Assignment: Using the data below, show every line where the word "lawn" occurs.

BEGIN Dataset entries

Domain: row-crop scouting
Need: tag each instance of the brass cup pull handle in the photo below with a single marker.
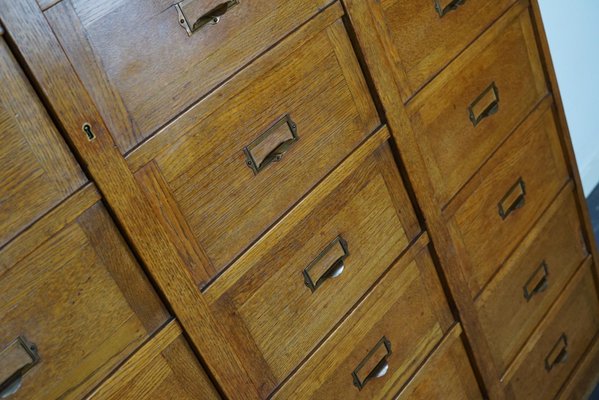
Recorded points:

END Dataset entries
BEGIN Dataset entries

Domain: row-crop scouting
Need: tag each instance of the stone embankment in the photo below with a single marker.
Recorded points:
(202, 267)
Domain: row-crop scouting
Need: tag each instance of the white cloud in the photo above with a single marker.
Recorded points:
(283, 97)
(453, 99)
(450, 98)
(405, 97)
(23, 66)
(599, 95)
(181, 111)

END Dataset entries
BEGIN Dataset entries

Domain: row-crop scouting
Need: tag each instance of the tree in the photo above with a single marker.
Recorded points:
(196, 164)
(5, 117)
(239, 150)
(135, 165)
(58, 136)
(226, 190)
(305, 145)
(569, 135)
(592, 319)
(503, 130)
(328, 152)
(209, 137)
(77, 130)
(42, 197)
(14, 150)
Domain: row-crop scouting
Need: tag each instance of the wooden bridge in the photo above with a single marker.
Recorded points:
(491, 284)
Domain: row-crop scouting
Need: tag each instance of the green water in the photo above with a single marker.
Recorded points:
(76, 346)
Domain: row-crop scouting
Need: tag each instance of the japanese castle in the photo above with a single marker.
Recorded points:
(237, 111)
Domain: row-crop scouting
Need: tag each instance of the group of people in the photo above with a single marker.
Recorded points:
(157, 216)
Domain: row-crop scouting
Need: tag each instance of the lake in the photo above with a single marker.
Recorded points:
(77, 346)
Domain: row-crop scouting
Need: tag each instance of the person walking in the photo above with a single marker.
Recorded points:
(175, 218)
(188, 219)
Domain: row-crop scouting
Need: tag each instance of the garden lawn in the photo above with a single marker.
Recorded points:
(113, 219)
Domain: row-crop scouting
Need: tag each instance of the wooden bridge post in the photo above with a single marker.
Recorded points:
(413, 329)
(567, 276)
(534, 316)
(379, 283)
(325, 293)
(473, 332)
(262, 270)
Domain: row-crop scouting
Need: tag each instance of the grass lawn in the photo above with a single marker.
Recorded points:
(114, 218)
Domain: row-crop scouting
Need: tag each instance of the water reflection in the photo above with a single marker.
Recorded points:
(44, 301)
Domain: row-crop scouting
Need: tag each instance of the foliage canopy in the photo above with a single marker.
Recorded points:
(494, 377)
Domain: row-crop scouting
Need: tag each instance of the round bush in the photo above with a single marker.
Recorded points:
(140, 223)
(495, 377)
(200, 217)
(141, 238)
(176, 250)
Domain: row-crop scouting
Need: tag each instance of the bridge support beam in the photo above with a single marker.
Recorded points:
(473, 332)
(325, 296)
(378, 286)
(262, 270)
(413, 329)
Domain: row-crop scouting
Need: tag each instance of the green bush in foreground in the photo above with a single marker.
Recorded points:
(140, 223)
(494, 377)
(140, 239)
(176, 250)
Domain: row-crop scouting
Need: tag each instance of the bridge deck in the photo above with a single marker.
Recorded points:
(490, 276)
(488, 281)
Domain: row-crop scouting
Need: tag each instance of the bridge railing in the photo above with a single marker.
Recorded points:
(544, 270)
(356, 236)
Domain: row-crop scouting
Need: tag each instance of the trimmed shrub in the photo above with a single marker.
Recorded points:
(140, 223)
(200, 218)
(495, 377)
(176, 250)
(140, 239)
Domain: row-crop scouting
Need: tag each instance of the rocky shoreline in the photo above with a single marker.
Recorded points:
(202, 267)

END Dataset entries

Response to the exercise:
Need: tag each instance of the garden lawn in the photo above with a single marker.
Need: tag each instance of the grass lawn in the photo above with a single marker.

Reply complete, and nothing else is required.